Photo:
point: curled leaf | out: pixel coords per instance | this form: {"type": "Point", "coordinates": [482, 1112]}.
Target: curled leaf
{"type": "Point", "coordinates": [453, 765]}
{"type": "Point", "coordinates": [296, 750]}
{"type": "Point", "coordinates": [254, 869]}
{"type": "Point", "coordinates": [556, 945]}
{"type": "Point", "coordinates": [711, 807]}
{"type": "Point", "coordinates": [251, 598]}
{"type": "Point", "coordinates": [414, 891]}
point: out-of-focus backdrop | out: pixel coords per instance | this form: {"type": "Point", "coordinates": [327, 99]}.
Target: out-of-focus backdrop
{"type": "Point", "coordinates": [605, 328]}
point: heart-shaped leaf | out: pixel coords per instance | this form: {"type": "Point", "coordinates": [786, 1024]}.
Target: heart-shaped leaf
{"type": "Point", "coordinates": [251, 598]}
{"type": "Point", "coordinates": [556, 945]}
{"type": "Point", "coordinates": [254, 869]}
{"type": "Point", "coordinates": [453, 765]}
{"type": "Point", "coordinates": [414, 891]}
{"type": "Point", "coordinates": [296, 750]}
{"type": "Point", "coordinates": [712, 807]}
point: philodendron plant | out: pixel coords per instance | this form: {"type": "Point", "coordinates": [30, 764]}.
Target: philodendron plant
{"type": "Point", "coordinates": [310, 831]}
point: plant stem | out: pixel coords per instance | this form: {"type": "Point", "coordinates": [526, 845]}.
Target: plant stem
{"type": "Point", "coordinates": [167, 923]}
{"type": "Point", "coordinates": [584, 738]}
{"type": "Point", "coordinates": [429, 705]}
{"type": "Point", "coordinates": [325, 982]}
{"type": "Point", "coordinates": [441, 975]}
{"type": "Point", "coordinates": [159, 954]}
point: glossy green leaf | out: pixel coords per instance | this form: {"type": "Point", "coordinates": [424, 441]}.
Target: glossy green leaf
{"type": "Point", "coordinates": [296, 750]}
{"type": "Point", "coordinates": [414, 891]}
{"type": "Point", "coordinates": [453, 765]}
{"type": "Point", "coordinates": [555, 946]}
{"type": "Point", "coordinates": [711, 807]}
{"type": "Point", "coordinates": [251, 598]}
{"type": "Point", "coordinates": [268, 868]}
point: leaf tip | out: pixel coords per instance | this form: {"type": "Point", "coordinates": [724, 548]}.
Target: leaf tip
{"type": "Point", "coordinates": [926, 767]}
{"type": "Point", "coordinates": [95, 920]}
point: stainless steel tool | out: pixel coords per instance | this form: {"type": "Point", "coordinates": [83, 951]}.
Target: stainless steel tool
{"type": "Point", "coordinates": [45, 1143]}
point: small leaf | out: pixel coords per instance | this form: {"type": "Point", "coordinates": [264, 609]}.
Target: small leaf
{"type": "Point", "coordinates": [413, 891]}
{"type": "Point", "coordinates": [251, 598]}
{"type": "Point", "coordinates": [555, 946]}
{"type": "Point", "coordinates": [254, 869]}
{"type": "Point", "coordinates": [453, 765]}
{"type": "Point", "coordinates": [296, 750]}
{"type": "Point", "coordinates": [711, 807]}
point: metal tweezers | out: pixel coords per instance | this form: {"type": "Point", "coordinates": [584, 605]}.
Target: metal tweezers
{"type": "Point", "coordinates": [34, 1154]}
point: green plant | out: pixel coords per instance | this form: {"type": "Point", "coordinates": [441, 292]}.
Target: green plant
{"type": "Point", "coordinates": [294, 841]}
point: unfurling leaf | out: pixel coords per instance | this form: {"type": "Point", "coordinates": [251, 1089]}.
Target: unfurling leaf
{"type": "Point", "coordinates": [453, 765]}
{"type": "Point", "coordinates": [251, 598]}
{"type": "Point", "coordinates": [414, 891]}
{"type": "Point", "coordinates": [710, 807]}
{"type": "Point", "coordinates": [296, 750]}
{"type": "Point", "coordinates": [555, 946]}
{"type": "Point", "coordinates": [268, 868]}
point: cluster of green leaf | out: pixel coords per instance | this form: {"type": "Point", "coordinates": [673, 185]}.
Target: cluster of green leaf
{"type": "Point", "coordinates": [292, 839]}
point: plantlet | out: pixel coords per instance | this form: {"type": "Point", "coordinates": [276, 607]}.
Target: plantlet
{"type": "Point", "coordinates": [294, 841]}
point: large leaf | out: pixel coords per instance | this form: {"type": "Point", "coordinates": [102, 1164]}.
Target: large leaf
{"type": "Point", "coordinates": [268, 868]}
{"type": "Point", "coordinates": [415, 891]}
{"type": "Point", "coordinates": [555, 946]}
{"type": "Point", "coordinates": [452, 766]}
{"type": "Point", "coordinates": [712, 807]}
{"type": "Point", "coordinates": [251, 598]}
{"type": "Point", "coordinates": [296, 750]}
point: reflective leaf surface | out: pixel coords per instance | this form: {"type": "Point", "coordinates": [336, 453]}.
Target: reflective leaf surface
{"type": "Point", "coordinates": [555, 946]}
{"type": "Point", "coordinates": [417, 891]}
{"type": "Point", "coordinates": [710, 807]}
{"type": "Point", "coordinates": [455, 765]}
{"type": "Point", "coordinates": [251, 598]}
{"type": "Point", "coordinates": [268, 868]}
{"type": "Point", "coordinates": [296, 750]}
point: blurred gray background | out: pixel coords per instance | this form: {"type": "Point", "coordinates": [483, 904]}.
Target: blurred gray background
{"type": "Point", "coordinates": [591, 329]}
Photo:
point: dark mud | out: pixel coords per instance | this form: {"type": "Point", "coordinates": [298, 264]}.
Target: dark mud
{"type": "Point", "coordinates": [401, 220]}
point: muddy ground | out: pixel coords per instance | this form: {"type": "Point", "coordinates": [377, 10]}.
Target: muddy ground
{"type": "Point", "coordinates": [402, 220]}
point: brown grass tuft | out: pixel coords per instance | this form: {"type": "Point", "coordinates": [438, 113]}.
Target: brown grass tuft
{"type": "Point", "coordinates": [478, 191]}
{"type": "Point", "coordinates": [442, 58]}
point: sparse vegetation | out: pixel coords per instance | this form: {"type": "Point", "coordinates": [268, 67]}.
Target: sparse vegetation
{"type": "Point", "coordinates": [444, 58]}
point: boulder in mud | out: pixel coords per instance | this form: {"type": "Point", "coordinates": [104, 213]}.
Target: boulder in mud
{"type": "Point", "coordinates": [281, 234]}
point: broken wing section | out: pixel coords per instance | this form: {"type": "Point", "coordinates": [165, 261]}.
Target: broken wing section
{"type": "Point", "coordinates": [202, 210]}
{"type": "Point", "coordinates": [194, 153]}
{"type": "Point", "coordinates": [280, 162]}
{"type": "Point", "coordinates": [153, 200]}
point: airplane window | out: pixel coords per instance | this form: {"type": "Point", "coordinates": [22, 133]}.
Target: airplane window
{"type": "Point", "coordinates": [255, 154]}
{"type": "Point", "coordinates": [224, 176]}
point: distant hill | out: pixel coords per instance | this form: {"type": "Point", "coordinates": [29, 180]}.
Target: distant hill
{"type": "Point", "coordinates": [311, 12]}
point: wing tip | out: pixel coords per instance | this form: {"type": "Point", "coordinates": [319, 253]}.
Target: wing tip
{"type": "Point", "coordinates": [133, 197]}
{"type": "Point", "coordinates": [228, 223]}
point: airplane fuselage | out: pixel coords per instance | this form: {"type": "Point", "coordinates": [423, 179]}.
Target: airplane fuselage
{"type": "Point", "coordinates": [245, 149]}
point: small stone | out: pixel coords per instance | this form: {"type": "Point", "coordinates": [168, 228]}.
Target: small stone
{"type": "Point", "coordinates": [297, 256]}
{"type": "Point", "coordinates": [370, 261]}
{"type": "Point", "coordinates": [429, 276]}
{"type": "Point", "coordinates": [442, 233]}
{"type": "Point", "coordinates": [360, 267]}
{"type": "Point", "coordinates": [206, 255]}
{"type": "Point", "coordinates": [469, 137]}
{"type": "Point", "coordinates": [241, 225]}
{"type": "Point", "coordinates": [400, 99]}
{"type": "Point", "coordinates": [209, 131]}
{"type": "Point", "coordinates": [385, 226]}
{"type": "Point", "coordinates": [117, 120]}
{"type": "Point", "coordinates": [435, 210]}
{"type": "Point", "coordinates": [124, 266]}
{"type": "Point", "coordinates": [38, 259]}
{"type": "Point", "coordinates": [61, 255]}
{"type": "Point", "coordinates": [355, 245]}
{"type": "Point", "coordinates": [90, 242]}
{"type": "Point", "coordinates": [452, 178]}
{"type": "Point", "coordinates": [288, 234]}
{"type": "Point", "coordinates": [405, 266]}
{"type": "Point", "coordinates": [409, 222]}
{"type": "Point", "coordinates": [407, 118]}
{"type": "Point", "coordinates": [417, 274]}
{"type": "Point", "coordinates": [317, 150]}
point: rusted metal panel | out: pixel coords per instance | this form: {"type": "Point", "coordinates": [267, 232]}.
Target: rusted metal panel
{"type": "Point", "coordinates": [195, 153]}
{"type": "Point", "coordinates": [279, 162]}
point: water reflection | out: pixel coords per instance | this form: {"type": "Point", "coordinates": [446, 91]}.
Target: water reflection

◇ ◇ ◇ ◇

:: WHAT TO DO ::
Work through the data line by line and state how many lines have the string "water"; add nothing else.

:: ANSWER TO THIS TASK ::
2